== DESCRIPTION OF THE TASK ==
Your job is to copy all the entries precisely as they stand.

Extracted data entries

/---

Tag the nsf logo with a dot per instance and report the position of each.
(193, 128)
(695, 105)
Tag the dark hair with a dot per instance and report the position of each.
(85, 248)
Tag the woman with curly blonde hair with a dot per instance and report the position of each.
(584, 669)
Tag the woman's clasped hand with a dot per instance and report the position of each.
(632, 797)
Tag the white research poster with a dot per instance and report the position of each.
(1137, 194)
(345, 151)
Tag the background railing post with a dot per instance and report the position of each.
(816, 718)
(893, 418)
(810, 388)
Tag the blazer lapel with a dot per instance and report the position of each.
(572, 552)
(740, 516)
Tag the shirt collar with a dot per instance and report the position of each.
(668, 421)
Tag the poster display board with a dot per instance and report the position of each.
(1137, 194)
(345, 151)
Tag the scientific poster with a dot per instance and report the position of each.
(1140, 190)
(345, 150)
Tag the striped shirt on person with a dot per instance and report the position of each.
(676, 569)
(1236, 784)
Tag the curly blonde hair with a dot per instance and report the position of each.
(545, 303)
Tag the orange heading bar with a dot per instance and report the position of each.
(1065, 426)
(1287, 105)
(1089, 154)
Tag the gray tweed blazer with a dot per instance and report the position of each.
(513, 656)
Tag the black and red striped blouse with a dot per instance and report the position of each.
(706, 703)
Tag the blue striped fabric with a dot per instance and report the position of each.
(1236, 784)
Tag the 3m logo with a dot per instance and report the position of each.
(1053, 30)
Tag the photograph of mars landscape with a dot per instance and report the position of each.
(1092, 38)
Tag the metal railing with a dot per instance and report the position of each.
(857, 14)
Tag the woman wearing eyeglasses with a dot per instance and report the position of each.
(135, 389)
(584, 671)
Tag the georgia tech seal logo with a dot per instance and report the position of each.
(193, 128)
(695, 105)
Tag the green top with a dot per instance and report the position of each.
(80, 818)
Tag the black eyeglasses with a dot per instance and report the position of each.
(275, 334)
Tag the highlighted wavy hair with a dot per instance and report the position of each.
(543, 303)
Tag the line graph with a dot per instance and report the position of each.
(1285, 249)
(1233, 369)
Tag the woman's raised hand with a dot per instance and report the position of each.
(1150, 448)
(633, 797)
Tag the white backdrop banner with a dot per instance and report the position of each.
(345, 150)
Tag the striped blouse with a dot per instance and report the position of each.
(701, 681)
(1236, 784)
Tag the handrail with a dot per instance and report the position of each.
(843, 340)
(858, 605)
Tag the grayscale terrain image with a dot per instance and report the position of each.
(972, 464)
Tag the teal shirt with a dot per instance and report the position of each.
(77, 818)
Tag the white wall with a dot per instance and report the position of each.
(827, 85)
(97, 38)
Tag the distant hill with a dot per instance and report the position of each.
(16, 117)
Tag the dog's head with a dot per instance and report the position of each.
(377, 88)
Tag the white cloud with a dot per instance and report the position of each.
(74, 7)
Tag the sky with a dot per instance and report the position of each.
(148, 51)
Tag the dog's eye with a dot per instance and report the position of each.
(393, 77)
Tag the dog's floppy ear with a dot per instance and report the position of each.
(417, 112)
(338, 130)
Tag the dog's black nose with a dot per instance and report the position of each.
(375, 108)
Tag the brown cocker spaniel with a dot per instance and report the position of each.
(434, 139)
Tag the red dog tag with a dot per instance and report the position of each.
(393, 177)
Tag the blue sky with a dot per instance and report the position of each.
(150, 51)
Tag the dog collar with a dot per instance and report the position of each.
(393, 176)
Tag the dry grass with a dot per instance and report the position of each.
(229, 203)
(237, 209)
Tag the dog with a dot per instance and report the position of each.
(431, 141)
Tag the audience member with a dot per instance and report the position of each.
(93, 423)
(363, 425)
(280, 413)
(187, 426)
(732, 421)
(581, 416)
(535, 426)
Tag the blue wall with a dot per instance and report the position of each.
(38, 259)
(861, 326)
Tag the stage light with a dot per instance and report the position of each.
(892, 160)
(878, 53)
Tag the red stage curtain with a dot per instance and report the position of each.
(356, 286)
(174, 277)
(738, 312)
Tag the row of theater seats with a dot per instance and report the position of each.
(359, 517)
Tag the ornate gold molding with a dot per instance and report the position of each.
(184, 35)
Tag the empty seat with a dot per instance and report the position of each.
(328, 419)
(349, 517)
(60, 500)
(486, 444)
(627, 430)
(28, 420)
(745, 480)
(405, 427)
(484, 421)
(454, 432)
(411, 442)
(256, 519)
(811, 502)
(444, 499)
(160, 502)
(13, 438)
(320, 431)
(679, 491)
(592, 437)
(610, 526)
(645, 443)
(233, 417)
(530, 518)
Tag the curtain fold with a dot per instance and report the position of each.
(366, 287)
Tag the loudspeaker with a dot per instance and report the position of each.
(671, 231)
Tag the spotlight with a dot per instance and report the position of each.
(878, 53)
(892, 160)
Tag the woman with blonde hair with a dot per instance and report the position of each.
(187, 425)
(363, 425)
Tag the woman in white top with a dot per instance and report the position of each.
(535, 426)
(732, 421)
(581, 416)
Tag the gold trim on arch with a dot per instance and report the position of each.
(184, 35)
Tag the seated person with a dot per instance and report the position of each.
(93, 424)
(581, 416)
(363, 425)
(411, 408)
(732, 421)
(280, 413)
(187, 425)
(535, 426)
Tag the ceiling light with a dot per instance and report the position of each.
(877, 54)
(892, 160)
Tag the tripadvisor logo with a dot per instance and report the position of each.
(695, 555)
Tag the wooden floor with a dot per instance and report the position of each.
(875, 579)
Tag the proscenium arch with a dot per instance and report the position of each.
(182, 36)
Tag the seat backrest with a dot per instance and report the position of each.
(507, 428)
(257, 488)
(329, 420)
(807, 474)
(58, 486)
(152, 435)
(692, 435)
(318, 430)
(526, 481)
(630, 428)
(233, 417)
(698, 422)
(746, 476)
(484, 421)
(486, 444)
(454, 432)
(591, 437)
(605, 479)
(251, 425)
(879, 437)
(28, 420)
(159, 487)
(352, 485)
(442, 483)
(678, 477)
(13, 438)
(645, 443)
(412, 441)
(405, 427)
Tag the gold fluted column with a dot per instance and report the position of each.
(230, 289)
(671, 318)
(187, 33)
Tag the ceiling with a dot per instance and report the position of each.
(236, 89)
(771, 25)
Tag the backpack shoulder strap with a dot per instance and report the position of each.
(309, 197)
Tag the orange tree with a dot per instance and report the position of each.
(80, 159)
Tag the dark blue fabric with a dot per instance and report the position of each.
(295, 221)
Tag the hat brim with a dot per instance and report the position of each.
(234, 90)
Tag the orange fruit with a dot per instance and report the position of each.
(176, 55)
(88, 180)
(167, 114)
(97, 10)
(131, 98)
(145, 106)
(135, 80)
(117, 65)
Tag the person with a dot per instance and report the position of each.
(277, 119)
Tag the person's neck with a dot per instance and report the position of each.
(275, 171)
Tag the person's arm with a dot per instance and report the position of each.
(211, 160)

\---

== REPLY TO THE TASK ==
Tag the nsf logo with a dot per instance and report the position of each.
(193, 128)
(695, 105)
Tag the dark hair with a dot per instance and report the position of each.
(85, 248)
Tag the woman with curly blonde hair with a dot per instance and report the position of each.
(584, 669)
Tag the woman's clasped hand with a dot per instance and report the position of each.
(632, 797)
Tag the white research poster with a dot per instance and report the position of each.
(1137, 194)
(345, 151)
Tag the background railing post with a dot per instance and report the position of each.
(816, 718)
(893, 418)
(810, 388)
Tag the blazer lapel with a dot per instance and report the position of each.
(572, 552)
(740, 516)
Tag the shirt collar with a dot per instance and report the position of each.
(668, 421)
Tag the poster display board with a dot per instance and report the position of each.
(1137, 194)
(345, 151)
Tag the scientific poster with a dot per instance and report the position of each.
(1140, 190)
(345, 150)
Tag the striped shirt on person with a dot per instance and report the position of each.
(676, 569)
(1236, 784)
Tag the curly blonde hair with a dot per instance and report the position of each.
(545, 303)
Tag the orange heading bar with a dot per instance and report the position of each.
(1065, 426)
(1287, 105)
(1089, 154)
Tag the gray tweed blazer with a dot per instance and report the position of each.
(513, 656)
Tag the black and red striped blouse with a dot per instance and report the position of each.
(706, 703)
Tag the blue striped fabric with a dot per instance and report the position of each.
(1236, 784)
Tag the 3m logo with a dot per instance and report the position of each.
(1053, 30)
Tag the photograph of mars landscape with a dot per instance and report the position of each.
(1092, 38)
Tag the metal railing with a dot per instance and report the position of each.
(857, 14)
Tag the woman wearing eyeglasses with a dot per instance and report the position of each.
(135, 389)
(584, 671)
Tag the georgia tech seal logo with a dot per instance and report the position of each.
(193, 128)
(695, 105)
Tag the green top with a dot per instance and report the position of each.
(80, 818)
Tag the black eyeglasses with a dot per instance and report the position of each.
(275, 334)
Tag the highlighted wavy hair with a dot per instance and report the position of each.
(543, 303)
Tag the line graph with a dot per instance and report the position of each.
(1285, 249)
(1233, 369)
Tag the woman's raised hand with a dot per instance and report the position of each.
(1150, 448)
(633, 797)
Tag the white backdrop banner with a dot per instance and report the position of each.
(345, 150)
Tag the striped blouse with a dot per instance and report the position of each.
(701, 681)
(1236, 784)
Tag the handrail with a dot per instance and report the position of each.
(843, 340)
(858, 605)
Tag the grayscale terrain image with a dot per instance and report the position of each.
(972, 464)
Tag the teal shirt with a dot per instance and report the position of each.
(77, 818)
Tag the white wall with a dot per instance and report the position of each.
(827, 85)
(97, 38)
Tag the distant hill with a dot per instance and report the position of each.
(16, 117)
Tag the dog's head with a dot per instance and report the position of each.
(377, 88)
Tag the white cloud with a dot per instance and report the position of each.
(74, 7)
Tag the sky with a dot per instance and report the position of each.
(148, 51)
Tag the dog's eye with a dot per instance and report the position of each.
(393, 77)
Tag the dog's floppy ear with a dot per instance and report the position of each.
(417, 112)
(338, 130)
Tag the dog's black nose with a dot per instance and report the position of each.
(375, 108)
Tag the brown cocker spaniel with a dot per instance and report the position of each.
(434, 139)
Tag the red dog tag with a dot per instance and report the position of each.
(393, 177)
Tag the blue sky with a dot per instance and report the position of each.
(150, 51)
Tag the dog collar with a dot per instance and report the position of each.
(393, 176)
Tag the dry grass with a dot per instance and report the position of each.
(229, 203)
(237, 209)
Tag the dog with a dot per instance and report the position of each.
(431, 141)
Tag the audience member with a dot per instance and report the position of each.
(93, 423)
(363, 425)
(280, 413)
(187, 426)
(732, 421)
(581, 416)
(535, 426)
Tag the blue wall with a dot per instance and report the position of each.
(38, 259)
(861, 326)
Tag the stage light with a dot per instance and report the position of each.
(892, 160)
(878, 53)
Tag the red stage curtain with a dot per instance and report the position of each.
(356, 286)
(174, 277)
(738, 312)
Tag the row of theater seats with a dot per instance and report the position of each.
(359, 517)
Tag the ornate gold molding with a dot per instance and report the position of each.
(184, 35)
Tag the empty seat with a dot per instance and report the position of each.
(328, 419)
(349, 517)
(60, 500)
(486, 444)
(627, 430)
(28, 420)
(745, 480)
(405, 427)
(484, 421)
(454, 432)
(411, 442)
(256, 519)
(811, 502)
(444, 499)
(160, 502)
(13, 438)
(320, 431)
(679, 491)
(592, 437)
(610, 526)
(645, 443)
(233, 417)
(530, 518)
Tag the curtain fold with a dot per instance and report the position of each.
(366, 287)
Tag the loudspeaker with a dot per instance and report the position of each.
(671, 231)
Tag the spotlight with a dot per instance and report the position of each.
(878, 53)
(892, 160)
Tag the woman with blonde hair with a dot per instance and report the position of each.
(187, 425)
(363, 425)
Tag the woman in white top with a dot per instance and report the position of each.
(535, 426)
(732, 421)
(581, 416)
Tag the gold trim on arch with a dot per instance and report the position of each.
(184, 35)
Tag the seated person with a dot per instance and report the position of each.
(93, 424)
(581, 416)
(363, 425)
(411, 408)
(732, 421)
(280, 413)
(187, 425)
(535, 426)
Tag the ceiling light with a dot per instance and report the position of each.
(877, 54)
(892, 160)
Tag the tripadvisor logo with a dot per instance and report the position of each.
(695, 555)
Tag the wooden floor with a dot per instance and report the position of each.
(875, 579)
Tag the proscenium arch with a dot per instance and report the position of each.
(182, 36)
Tag the seat backrest with a dot per instance and report the position of each.
(507, 428)
(257, 488)
(329, 420)
(807, 474)
(58, 486)
(152, 435)
(692, 435)
(318, 430)
(526, 481)
(630, 428)
(233, 417)
(698, 422)
(746, 476)
(484, 421)
(486, 444)
(454, 432)
(591, 437)
(605, 479)
(251, 425)
(879, 437)
(28, 420)
(159, 487)
(352, 485)
(442, 483)
(678, 477)
(13, 438)
(645, 443)
(412, 441)
(405, 427)
Tag the gold fluted column with a dot per instance and report the position of each.
(230, 289)
(671, 318)
(187, 33)
Tag the ceiling with a dot per instance and report the position of each.
(236, 89)
(771, 25)
Tag the backpack shoulder strap with a dot per instance and report the position of each.
(309, 197)
Tag the orange tree with a dot per instance and report the position of each.
(80, 159)
Tag the dark blue fabric with a dot per instance and report the position of each.
(295, 221)
Tag the hat brim with a dot per instance and report the position of each.
(234, 90)
Tag the orange fruit with a dot per instance and report the position of each.
(176, 55)
(88, 180)
(167, 114)
(97, 10)
(131, 98)
(145, 106)
(135, 80)
(117, 65)
Tag the person with a dot per instance and report the position of each.
(277, 119)
Tag the person's neck with a dot per instance and report the position of each.
(275, 171)
Tag the person's arm with a dot per instance and report the position of each.
(211, 160)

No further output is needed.